- _ROWS_:

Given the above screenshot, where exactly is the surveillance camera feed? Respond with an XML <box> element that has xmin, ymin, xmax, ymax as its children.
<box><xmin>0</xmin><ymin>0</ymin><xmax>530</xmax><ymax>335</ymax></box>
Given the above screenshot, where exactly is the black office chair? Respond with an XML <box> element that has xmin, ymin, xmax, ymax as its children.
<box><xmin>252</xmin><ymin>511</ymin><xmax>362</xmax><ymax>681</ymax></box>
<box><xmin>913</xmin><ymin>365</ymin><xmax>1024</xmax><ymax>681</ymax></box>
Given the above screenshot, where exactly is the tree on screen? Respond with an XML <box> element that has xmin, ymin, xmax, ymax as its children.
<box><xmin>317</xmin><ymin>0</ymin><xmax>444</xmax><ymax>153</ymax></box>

- _EXERCISE PROMPT_:
Output as a JSON list of strings the entries from the line containing "Given the above screenshot, where exactly is the tree" through the last line of the entries, one string per line and blank lines omitted.

- _OUTPUT_:
[
  "Given the above screenshot, where exactly is the tree on screen? Respond with an XML <box> element that has xmin, ymin, xmax, ymax as its children.",
  "<box><xmin>317</xmin><ymin>0</ymin><xmax>444</xmax><ymax>153</ymax></box>"
]